--- Start Excerpt provided ---

Welcome

Welcome to my blog of papers on IT technology, please provide feedback and suggestions. Enjoy.

Thursday, December 30, 2010

Many ways to skin a mailbox server

I was working on a design my first 2010 enterprise exchange server cluster, and trying to make sense of all the options and wanted see what was the best potential option and how features effected the number of hard drives, and what the impact of using 1TB SATA drives was in comparison to 600GB SAS drives. 
For this I wanted understand the impact of various options on the design and performance of the exchange system. I downloaded and used the “E2010 Mailbox Server Role Requirements Calculator”. This is currently at http://msexchangeteam.com/files/12/attachments/entry453145.aspx .
This is an amazing work of art, that shows what you can do with Microsoft Excel, and horribly useful when trying to account for all the factors that impact the performance of the storage array.

--- End Excerpt provided ---
--- Start Entries shown ---

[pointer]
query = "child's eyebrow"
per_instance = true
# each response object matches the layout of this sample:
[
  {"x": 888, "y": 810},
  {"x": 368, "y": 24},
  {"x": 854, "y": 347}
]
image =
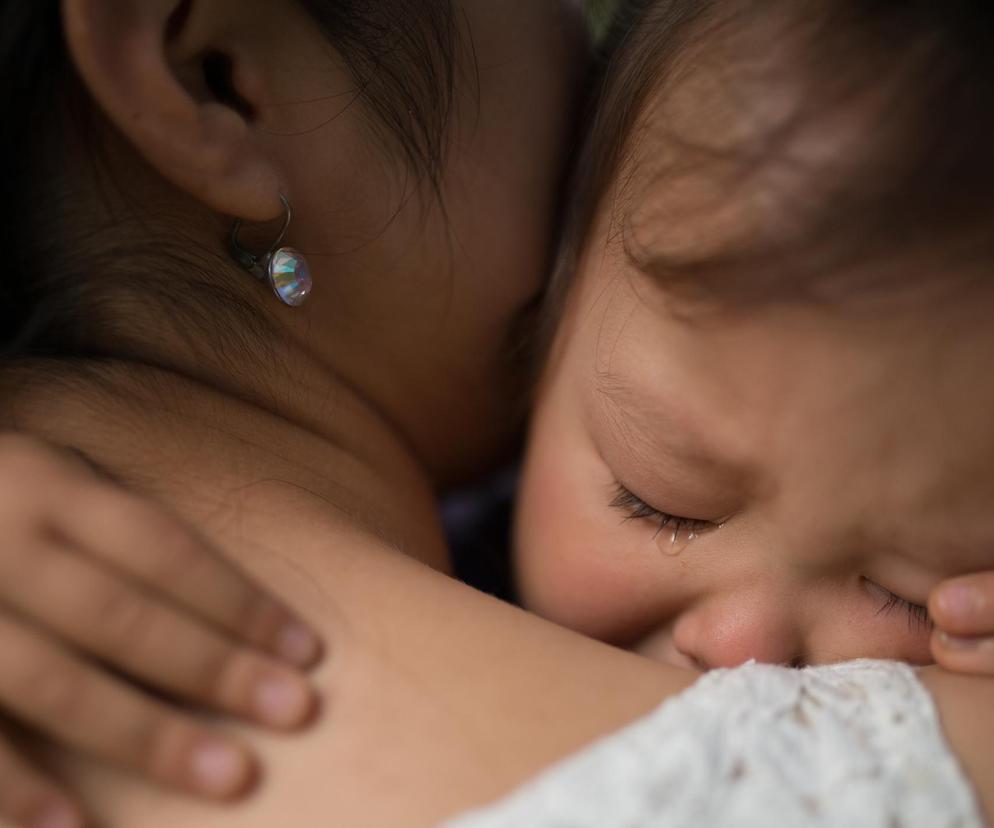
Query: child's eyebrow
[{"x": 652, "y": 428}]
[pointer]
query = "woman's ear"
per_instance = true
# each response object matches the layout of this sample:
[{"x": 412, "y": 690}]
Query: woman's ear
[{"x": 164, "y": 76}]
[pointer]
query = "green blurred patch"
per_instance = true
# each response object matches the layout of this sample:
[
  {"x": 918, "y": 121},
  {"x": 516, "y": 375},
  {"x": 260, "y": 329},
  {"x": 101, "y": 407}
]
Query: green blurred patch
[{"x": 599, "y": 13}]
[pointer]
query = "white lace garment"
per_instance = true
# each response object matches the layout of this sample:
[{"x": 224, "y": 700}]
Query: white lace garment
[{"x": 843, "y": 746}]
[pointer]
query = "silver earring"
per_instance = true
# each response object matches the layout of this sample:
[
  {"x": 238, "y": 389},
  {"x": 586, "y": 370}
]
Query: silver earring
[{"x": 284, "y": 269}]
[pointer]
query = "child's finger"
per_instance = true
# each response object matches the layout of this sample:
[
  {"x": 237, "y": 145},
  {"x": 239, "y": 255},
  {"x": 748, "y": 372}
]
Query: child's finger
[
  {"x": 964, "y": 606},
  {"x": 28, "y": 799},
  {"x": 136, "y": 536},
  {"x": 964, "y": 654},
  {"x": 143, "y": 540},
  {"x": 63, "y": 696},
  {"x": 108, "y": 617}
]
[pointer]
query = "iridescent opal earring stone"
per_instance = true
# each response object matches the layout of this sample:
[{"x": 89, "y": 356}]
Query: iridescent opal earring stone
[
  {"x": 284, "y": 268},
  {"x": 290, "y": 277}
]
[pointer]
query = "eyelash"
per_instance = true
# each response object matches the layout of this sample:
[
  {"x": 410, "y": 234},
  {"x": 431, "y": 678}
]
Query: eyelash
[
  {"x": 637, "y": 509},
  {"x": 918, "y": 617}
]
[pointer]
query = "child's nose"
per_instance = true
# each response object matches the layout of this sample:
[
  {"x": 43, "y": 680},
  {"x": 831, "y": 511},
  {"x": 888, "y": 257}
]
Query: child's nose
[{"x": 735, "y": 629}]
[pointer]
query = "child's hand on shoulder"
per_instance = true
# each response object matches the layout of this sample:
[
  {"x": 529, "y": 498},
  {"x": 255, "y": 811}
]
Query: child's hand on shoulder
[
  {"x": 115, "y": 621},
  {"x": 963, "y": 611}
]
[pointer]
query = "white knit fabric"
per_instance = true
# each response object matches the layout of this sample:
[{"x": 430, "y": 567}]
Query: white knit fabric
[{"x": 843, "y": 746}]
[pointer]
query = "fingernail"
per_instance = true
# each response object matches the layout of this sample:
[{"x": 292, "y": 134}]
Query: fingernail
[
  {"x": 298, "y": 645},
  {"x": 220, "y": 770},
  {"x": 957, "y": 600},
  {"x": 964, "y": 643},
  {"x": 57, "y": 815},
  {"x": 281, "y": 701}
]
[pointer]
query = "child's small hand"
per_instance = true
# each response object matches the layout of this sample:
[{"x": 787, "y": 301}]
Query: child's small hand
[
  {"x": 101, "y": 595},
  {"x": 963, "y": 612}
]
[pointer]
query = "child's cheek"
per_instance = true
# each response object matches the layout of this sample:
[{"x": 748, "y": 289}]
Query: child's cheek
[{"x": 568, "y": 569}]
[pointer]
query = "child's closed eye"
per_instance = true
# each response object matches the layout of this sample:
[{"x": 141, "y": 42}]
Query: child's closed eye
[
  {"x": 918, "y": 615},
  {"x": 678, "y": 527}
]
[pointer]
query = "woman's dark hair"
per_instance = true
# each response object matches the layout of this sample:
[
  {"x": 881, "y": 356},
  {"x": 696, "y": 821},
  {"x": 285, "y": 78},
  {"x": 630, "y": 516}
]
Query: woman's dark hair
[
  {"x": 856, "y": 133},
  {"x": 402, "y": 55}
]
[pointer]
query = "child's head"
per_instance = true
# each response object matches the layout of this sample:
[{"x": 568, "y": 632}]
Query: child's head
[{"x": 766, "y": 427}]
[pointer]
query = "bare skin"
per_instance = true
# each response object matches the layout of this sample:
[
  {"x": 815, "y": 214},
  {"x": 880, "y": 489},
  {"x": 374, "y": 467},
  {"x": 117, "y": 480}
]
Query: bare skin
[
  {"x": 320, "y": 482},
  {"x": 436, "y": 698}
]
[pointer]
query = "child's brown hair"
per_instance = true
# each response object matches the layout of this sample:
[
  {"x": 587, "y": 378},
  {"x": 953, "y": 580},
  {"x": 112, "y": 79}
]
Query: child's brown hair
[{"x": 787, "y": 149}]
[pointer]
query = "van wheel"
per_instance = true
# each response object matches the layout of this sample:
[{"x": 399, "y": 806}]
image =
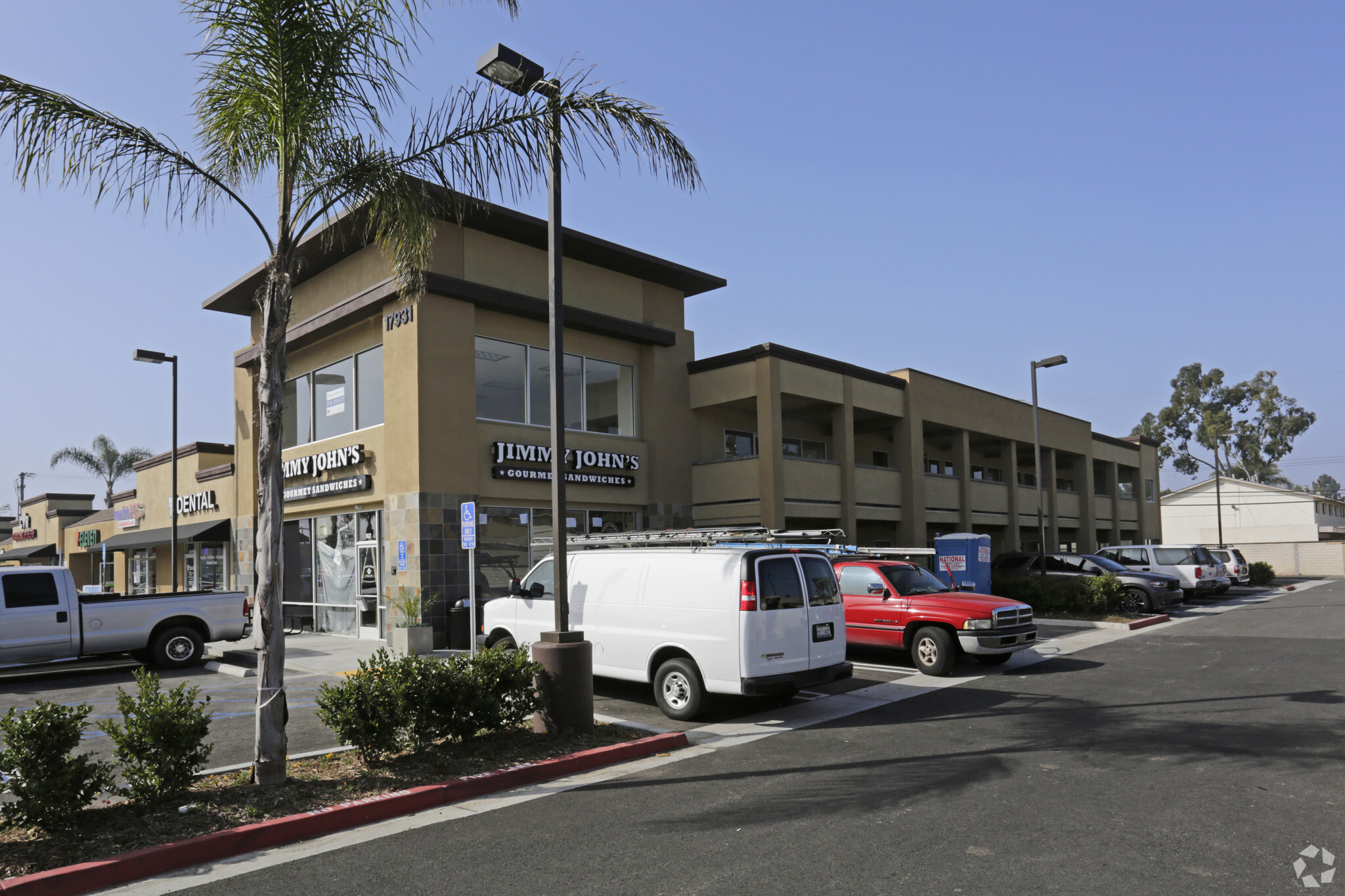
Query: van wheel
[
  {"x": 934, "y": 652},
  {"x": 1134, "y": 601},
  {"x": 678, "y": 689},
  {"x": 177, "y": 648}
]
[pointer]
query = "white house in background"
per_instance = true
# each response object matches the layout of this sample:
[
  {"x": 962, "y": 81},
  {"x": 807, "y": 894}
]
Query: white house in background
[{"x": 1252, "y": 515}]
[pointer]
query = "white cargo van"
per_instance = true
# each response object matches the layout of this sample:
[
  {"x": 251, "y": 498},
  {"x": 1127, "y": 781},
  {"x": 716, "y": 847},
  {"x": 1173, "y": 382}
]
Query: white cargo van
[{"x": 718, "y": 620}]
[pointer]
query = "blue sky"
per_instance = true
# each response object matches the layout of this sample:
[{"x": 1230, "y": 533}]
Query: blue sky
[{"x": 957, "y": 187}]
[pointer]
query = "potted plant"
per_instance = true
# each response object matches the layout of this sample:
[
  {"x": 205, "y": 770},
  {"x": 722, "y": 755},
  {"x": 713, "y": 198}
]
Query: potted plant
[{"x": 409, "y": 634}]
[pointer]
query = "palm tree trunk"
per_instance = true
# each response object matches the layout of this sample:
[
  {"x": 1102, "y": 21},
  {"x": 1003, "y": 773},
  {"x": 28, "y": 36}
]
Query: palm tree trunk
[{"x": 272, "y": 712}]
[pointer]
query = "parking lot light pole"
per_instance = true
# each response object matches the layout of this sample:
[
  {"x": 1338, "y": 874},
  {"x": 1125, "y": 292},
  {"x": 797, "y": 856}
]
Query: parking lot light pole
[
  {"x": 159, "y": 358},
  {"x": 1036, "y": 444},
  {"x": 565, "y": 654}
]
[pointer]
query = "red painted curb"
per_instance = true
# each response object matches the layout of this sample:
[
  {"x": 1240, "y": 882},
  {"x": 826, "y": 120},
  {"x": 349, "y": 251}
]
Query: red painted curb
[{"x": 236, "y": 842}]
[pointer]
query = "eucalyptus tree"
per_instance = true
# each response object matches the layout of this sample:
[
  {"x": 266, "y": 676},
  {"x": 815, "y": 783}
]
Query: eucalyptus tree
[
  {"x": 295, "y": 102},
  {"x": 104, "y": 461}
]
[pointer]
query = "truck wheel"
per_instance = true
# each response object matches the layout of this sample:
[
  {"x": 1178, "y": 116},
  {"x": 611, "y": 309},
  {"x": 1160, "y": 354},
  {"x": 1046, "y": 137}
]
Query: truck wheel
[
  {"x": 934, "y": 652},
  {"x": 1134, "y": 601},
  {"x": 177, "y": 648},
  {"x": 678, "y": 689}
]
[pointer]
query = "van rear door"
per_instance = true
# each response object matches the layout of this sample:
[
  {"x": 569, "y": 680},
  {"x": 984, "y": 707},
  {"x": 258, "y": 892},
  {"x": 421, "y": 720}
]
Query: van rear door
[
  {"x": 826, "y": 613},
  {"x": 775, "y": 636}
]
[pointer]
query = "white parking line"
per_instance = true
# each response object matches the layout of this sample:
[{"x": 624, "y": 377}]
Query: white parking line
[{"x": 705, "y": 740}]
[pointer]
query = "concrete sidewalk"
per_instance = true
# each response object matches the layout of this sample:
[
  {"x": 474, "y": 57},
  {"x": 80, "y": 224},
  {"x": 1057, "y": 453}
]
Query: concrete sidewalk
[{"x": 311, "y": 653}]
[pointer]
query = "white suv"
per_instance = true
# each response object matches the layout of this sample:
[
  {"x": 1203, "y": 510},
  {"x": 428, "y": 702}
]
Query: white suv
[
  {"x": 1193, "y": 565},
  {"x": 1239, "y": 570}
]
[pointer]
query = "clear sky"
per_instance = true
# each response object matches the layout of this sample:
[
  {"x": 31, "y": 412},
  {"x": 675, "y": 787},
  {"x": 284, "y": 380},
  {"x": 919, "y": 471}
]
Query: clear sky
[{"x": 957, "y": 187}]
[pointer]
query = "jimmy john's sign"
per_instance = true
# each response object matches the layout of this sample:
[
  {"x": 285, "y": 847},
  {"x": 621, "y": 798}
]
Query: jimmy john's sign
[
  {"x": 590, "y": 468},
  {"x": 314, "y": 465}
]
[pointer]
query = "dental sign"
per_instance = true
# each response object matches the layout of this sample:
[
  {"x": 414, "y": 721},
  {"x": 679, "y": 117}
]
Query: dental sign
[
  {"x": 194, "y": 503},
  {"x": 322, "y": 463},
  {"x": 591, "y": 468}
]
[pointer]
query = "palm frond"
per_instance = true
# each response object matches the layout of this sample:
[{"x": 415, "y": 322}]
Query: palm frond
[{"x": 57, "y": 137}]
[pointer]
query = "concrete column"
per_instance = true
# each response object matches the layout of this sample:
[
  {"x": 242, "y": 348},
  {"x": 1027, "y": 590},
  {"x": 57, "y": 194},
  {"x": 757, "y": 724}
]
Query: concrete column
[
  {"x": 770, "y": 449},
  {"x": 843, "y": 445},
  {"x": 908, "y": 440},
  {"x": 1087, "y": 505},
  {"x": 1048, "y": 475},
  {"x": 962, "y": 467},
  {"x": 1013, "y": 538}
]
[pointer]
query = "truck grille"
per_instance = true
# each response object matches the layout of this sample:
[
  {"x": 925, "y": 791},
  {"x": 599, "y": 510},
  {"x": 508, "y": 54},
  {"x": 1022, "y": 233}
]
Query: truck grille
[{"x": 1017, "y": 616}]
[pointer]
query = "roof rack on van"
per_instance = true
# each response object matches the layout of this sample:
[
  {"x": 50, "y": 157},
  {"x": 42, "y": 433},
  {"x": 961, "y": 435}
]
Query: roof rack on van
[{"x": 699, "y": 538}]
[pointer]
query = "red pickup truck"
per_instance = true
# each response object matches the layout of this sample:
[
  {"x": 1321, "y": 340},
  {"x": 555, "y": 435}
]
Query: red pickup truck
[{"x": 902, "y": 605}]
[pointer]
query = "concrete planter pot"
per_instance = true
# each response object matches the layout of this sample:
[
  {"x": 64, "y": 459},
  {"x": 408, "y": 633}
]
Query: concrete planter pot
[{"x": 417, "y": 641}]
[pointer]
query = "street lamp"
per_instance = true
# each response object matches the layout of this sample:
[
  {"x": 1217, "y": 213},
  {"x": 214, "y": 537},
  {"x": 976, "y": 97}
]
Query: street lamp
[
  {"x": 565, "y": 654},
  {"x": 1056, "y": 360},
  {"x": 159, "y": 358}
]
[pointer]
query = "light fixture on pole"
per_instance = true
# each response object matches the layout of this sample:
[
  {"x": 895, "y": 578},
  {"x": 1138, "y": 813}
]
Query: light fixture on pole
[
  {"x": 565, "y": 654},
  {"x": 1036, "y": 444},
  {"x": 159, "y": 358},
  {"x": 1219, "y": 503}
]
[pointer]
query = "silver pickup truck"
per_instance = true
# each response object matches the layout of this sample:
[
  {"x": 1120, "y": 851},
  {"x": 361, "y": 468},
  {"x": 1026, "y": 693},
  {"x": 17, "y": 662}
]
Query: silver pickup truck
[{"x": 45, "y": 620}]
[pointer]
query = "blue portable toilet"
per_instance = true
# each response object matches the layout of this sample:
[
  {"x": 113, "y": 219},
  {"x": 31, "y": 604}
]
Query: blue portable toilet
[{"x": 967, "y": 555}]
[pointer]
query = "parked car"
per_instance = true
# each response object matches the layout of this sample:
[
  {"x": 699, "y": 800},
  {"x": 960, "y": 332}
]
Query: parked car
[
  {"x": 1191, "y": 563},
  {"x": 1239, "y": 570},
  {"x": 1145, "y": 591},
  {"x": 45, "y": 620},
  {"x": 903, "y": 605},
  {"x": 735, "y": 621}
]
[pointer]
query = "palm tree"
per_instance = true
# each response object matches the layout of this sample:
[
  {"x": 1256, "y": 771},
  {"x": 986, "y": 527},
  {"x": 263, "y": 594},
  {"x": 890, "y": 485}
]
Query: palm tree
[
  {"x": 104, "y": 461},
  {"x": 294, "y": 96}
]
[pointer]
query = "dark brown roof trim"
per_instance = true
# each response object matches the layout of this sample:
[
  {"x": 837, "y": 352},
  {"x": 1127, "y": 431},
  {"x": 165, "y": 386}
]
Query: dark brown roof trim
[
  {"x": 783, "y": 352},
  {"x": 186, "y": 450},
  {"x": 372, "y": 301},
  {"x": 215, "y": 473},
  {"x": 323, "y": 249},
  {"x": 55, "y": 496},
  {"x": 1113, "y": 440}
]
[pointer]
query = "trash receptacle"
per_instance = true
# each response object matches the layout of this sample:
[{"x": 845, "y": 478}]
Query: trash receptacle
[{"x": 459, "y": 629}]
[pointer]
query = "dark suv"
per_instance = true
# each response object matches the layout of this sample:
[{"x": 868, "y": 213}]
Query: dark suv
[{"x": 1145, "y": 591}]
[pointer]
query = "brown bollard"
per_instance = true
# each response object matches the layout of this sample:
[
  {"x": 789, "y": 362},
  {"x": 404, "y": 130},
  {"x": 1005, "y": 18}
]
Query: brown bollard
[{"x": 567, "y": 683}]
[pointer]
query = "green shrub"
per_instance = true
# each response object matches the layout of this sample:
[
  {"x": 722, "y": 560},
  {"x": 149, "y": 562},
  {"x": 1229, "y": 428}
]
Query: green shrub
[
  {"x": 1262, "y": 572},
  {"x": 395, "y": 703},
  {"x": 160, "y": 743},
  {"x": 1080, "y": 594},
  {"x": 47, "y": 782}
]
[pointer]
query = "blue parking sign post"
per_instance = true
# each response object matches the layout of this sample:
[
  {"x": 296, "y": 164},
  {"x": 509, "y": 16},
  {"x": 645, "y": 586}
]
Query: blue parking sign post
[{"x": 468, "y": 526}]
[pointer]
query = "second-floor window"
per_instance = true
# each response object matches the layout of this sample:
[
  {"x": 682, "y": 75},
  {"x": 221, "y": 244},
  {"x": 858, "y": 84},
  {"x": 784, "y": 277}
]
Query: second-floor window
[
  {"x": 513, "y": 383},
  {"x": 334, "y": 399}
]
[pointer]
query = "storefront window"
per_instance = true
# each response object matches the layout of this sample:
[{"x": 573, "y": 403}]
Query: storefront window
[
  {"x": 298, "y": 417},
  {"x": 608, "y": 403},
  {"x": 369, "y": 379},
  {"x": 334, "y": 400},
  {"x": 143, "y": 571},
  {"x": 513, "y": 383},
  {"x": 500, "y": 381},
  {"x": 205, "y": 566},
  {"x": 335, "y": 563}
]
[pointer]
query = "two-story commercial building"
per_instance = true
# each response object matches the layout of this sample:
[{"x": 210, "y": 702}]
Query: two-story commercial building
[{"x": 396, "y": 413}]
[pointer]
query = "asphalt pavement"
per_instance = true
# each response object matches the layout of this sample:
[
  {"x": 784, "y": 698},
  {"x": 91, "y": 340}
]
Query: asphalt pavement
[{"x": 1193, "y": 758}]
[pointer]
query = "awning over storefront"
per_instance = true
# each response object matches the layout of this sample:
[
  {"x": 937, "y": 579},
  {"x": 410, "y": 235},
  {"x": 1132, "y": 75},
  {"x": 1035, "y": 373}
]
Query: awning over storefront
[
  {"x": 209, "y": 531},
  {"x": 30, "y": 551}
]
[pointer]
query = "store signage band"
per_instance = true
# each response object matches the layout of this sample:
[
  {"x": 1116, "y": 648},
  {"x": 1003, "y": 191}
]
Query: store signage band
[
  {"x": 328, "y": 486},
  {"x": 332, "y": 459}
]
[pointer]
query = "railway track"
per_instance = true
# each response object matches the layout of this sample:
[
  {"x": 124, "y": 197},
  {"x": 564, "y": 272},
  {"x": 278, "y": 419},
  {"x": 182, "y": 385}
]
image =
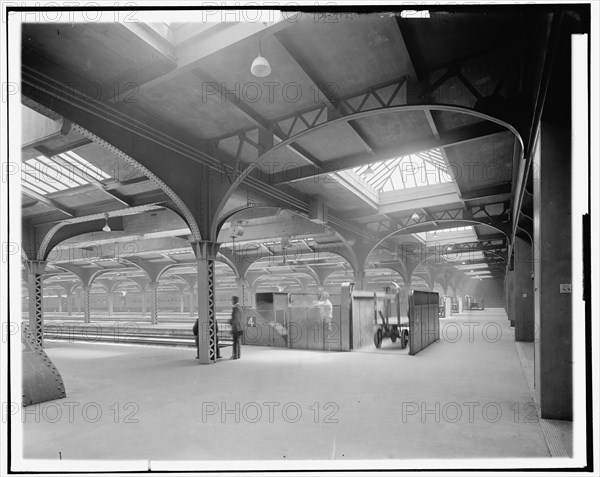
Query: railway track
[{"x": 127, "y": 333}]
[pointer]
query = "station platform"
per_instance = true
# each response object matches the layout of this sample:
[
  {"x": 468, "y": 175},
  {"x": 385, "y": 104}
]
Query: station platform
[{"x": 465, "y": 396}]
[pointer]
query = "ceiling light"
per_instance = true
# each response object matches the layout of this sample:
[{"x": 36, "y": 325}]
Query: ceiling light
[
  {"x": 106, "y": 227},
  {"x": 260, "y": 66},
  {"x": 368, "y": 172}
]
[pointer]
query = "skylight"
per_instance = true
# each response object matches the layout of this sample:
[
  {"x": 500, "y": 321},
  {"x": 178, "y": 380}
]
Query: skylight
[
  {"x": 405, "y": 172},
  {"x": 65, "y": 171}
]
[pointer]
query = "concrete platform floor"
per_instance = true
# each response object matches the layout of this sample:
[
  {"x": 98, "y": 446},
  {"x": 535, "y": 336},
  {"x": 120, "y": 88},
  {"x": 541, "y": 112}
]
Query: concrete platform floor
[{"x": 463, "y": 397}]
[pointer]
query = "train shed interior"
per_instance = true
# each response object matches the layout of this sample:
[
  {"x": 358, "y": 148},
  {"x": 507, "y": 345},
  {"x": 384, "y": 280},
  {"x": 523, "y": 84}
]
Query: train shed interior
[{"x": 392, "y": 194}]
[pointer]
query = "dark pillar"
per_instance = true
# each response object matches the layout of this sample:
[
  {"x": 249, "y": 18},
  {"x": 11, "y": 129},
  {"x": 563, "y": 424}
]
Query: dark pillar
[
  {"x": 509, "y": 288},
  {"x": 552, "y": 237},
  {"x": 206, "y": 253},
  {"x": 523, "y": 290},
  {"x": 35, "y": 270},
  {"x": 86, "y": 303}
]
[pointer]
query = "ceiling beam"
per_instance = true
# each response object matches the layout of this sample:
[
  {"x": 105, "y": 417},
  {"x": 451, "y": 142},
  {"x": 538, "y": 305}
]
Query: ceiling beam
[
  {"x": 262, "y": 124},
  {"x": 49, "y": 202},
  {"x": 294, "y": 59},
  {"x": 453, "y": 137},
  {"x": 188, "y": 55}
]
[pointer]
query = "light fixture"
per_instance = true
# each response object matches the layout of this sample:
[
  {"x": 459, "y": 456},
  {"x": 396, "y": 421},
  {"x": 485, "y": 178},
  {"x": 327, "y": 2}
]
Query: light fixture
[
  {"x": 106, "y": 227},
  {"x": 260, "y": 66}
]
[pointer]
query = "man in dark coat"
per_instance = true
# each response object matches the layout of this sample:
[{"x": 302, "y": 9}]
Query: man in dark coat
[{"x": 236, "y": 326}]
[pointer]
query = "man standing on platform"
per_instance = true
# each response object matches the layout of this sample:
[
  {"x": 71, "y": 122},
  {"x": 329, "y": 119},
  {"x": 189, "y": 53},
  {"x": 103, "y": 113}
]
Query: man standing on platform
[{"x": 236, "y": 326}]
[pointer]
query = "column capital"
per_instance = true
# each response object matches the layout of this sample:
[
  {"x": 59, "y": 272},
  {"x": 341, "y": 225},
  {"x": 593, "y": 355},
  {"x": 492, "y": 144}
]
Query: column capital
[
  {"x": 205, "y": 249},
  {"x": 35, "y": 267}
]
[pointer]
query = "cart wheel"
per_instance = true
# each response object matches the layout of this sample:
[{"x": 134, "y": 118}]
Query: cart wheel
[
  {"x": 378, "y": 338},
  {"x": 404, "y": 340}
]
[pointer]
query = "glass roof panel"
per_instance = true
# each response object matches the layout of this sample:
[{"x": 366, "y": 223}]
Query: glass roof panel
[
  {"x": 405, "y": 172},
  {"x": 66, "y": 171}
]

--- End Entries shown ---

**Task to carry out**
In the blog post about designing an Exchange 2010 mailbox server, what two drive types are compared?

**Final answer**
1TB SATA drives and 600GB SAS drives.